• Description of the task:
Write out exactly the lines below that run from the line containing "Phrase: drawer pull handle" through the last line of the records.

— start —

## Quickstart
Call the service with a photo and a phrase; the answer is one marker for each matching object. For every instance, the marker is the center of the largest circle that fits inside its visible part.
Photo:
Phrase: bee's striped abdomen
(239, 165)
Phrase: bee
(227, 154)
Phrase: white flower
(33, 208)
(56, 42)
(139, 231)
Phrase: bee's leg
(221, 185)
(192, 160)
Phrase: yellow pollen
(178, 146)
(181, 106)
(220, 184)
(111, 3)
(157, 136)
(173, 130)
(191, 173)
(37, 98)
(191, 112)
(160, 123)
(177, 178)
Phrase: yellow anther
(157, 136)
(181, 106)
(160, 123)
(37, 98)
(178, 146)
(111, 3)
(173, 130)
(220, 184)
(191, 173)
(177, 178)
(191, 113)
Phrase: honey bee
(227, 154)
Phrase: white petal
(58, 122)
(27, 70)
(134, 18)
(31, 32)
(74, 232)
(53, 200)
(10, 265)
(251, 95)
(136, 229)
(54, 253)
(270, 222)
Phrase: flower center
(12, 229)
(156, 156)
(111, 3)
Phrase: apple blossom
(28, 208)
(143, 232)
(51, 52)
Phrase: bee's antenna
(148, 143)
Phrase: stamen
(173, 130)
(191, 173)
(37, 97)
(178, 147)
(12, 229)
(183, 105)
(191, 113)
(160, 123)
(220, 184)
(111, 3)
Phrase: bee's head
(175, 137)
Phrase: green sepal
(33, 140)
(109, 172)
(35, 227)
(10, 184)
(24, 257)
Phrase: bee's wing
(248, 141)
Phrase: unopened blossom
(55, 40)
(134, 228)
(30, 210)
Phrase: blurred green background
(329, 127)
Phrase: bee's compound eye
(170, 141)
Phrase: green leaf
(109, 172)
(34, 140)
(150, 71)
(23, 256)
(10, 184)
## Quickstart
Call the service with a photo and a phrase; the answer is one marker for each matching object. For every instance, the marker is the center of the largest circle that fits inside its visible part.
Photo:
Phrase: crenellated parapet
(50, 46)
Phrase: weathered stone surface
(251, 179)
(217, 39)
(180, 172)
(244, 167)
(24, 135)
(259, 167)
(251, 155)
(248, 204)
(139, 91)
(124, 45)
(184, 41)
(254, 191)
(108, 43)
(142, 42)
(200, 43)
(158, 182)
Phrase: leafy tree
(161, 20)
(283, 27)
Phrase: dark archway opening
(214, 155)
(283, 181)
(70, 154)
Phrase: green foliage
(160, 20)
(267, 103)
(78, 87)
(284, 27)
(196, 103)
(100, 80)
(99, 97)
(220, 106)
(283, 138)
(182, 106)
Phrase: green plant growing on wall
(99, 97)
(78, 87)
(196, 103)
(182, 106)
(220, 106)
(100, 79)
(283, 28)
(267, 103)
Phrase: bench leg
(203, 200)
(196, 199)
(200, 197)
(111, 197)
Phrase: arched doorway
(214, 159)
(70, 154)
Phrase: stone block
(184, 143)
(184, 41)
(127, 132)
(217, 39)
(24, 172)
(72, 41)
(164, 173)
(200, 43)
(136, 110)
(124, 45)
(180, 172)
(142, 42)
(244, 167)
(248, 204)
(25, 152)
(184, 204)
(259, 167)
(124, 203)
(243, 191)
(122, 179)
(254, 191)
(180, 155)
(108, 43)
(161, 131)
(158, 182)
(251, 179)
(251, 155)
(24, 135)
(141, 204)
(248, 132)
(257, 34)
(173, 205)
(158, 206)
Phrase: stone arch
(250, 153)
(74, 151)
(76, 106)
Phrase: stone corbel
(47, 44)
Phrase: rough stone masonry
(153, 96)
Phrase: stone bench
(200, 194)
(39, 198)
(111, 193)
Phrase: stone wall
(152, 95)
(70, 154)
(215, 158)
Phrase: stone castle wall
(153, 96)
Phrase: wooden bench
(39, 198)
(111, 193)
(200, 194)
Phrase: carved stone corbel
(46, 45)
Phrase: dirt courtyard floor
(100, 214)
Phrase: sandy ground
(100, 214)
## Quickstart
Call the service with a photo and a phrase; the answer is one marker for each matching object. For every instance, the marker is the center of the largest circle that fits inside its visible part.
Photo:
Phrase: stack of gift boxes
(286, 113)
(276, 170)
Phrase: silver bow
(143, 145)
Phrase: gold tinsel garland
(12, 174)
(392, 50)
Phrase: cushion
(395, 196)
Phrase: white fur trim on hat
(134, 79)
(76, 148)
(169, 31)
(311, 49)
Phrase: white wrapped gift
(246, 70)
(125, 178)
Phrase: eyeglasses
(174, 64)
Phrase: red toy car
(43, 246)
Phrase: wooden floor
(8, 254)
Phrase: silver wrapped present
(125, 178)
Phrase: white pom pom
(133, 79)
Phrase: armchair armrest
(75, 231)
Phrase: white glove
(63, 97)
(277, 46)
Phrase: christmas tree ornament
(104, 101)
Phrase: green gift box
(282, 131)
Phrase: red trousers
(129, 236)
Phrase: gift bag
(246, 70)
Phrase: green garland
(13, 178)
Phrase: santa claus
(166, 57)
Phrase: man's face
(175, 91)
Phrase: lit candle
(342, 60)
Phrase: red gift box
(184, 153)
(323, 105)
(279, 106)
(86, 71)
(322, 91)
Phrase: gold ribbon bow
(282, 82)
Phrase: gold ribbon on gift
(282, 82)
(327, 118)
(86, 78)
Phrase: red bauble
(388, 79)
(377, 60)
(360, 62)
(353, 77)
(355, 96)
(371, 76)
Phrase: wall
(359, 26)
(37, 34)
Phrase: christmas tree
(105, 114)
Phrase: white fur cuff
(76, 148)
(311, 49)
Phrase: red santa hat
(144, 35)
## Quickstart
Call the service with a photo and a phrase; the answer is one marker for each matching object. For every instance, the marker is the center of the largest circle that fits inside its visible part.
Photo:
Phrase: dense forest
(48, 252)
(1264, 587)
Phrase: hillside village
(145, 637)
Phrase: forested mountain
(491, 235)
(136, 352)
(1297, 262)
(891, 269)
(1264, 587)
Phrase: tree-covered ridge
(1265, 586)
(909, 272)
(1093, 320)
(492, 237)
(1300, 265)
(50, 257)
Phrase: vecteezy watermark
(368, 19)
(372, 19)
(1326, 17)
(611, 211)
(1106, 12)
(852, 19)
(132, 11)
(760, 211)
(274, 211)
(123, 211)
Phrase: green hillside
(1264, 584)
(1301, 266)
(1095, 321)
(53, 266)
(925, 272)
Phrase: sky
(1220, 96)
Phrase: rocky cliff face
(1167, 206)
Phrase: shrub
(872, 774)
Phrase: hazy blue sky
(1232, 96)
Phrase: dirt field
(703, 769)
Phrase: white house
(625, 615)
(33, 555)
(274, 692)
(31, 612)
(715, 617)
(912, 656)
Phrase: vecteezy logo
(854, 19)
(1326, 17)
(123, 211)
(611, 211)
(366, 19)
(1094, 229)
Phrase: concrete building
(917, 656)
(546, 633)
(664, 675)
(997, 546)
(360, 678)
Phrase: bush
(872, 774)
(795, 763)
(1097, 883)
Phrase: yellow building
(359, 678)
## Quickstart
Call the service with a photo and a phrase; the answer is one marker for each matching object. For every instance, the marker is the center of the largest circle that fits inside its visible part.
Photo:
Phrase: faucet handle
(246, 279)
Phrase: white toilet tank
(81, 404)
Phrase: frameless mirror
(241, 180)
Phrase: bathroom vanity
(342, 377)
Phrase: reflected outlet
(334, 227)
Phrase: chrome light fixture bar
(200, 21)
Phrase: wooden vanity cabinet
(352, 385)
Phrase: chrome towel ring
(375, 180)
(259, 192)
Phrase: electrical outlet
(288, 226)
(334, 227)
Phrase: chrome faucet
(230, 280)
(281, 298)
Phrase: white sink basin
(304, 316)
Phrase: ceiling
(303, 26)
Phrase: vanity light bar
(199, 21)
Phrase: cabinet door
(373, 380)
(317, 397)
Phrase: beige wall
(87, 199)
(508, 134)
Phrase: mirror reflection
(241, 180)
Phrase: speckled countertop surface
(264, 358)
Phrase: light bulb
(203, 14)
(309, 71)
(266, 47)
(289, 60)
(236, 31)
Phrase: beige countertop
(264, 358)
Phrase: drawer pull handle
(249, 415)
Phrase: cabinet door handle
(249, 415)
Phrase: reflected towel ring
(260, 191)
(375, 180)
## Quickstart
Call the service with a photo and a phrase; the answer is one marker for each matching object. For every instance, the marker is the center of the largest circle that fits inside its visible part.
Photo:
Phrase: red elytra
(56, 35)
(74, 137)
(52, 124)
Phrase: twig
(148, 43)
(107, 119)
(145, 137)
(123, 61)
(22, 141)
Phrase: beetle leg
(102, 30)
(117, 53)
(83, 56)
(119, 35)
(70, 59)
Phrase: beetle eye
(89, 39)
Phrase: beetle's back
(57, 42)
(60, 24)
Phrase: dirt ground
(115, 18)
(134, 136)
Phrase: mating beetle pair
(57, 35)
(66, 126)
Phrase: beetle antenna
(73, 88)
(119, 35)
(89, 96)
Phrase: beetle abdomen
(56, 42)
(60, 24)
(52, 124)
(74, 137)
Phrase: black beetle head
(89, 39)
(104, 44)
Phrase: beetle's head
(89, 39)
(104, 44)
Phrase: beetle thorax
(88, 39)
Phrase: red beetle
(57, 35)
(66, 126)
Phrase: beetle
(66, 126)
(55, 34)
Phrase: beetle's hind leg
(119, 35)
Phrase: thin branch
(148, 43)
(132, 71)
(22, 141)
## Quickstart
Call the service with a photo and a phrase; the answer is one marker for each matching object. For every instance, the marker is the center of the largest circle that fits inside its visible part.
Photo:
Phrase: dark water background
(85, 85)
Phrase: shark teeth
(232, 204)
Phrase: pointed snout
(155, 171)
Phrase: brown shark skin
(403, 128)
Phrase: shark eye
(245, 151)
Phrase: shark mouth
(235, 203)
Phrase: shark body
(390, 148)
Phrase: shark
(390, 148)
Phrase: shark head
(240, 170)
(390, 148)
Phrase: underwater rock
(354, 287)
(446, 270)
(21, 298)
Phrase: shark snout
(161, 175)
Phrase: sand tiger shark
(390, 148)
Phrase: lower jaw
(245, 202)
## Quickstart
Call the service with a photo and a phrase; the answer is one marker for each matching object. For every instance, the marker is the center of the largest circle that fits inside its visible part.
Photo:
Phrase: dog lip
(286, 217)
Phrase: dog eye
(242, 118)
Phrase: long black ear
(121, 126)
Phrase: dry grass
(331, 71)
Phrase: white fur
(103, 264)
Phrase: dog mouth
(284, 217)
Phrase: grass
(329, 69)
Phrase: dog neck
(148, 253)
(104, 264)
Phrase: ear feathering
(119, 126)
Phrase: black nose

— end —

• Solution to the exercise:
Phrase: drawer pull handle
(249, 415)
Phrase: cabinet door handle
(249, 415)
Phrase: reflected towel ring
(260, 191)
(375, 180)
## Quickstart
Call the service with a photo and a phrase; the answer is one marker for each matching object. For every instance, the marker is the center of the largest circle that fits inside its visible part.
Photo:
Phrase: red elytra
(56, 35)
(74, 137)
(52, 124)
Phrase: twig
(148, 43)
(107, 119)
(145, 137)
(123, 61)
(22, 141)
Phrase: beetle leg
(102, 30)
(117, 53)
(83, 56)
(119, 35)
(70, 59)
Phrase: beetle eye
(89, 39)
Phrase: beetle's back
(57, 42)
(60, 24)
Phrase: dirt ground
(115, 18)
(134, 136)
Phrase: mating beetle pair
(57, 35)
(66, 126)
Phrase: beetle antenna
(73, 88)
(119, 35)
(89, 96)
Phrase: beetle abdomen
(56, 42)
(60, 24)
(52, 124)
(74, 137)
Phrase: black beetle head
(89, 39)
(104, 44)
Phrase: beetle's head
(89, 39)
(104, 44)
Phrase: beetle thorax
(88, 39)
Phrase: red beetle
(57, 35)
(66, 126)
Phrase: beetle
(66, 126)
(55, 34)
Phrase: beetle's hind leg
(119, 35)
Phrase: thin branch
(148, 43)
(132, 71)
(22, 141)
## Quickstart
Call the service with a photo and a phrase; the answer is one marker for each matching object. For every instance, the marker is the center of the largest circle that fits inside its visible part.
Photo:
Phrase: dark water background
(85, 85)
Phrase: shark teeth
(232, 204)
Phrase: pointed snout
(155, 171)
Phrase: brown shark skin
(403, 128)
Phrase: shark eye
(245, 151)
Phrase: shark mouth
(235, 203)
Phrase: shark body
(390, 148)
Phrase: shark
(390, 148)
Phrase: shark head
(240, 170)
(390, 148)
Phrase: underwater rock
(354, 287)
(446, 270)
(21, 298)
Phrase: shark snout
(161, 175)
Phrase: sand tiger shark
(390, 148)
Phrase: lower jaw
(245, 202)
## Quickstart
Call the service with a photo and a phrase; the answer is one marker for each matching object. For every instance, the marker is the center of the largest circle that fits inside its visible part.
Photo:
Phrase: dog lip
(286, 217)
Phrase: dog eye
(242, 118)
Phrase: long black ear
(121, 126)
Phrase: dry grass
(331, 71)
Phrase: white fur
(103, 264)
Phrase: dog mouth
(284, 217)
Phrase: grass
(329, 69)
Phrase: dog neck
(148, 253)
(104, 264)
Phrase: ear feathering
(119, 126)
Phrase: black nose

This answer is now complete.